## [KUTIPAN DOKUMEN]
▬▬▬▬▬▬

Al Hafizh Ibnu Hajar mengatakan bahwa “bukan begal dan melebihi keledai putih” demikianlah disebutkan dikarenakan ia adalah binatang tunggangan atau dengan melihat lafazh “buraq”. Hikmah pensifatan itu adalah sebagai isyarat bahwa orang yang menungganginya adalah dalam keadaan nyaman bukan dalam keadaan perang atau ketakutan. Atau pula untuk menampakkan mu’jizat yang terjadi karena kecepatannya yang sangat cepat dengan menunggangi seekor binatang yang tidak pernah disifatkan dengan sifat seperti itu jika menurut keadaan normal. (Fathul Bari …
Didalam hadits yang diriwayatkan oleh Tirmidzi dari Hudzaifah bin al Yaman mengatakan bahwa Rasulullah saw telah diberikan seekor binatang yang punggungnya panjang dan langkahnya adalah sepanjang mata memandang. Mereka berdua (Rasulullah saw dan Jibril as, pen) tidaklah terpisahkan diatas punggung buraq sehingga mereka meyaksikan surga dan neraka … kemudian mereka berdua kembali pulang ke tempat semula (ketika berangkat)…” (Abu Isa mengatakan bahwa ini adalah hadits hasan shahih)
Imam Nawawi menyebutkan bahwa para ahli bahasa mengatakan,”Buraq adalah nama binatang yang ditunggangi Rasulullah saw di malam isro.” Az Zubaidiy didalam “al Mukhtashar al ‘Ain” dan pemilik kitab “at Tahrir” mengatakan,”Buraq adalah binatang yang ditunggangi oleh para Nabi as.” Yang dikatakan oleh kedua orang itu dengan menyertakan semua nabi didalam hal ini membutuhkan dalil yang shahih.

▬▬▬▬▬▬

## [DATA YANG DIBERIKAN]
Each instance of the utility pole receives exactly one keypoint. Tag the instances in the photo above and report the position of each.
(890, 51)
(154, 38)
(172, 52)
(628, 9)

▬▬▬▬▬▬

## [PERMINTAAN A]
Kutip kata demi kata bagian teks tentang Buraq, mulai dari "Imam Nawawi menyebutkan" sampai dengan "dalil yang shahih.".
## [PERMINTAAN B]
Salin kembali seluruh baris data yang diberikan tanpa mengubah apa pun.

## [JAWABAN A]
Imam Nawawi menyebutkan bahwa para ahli bahasa mengatakan,”Buraq adalah nama binatang yang ditunggangi Rasulullah saw di malam isro.” Az Zubaidiy didalam “al Mukhtashar al ‘Ain” dan pemilik kitab “at Tahrir” mengatakan,”Buraq adalah binatang yang ditunggangi oleh para Nabi as.” Yang dikatakan oleh kedua orang itu dengan menyertakan semua nabi didalam hal ini membutuhkan dalil yang shahih.

## [JAWABAN B]
Each instance of the utility pole receives exactly one keypoint. Tag the instances in the photo above and report the position of each.
(890, 51)
(154, 38)
(172, 52)
(628, 9)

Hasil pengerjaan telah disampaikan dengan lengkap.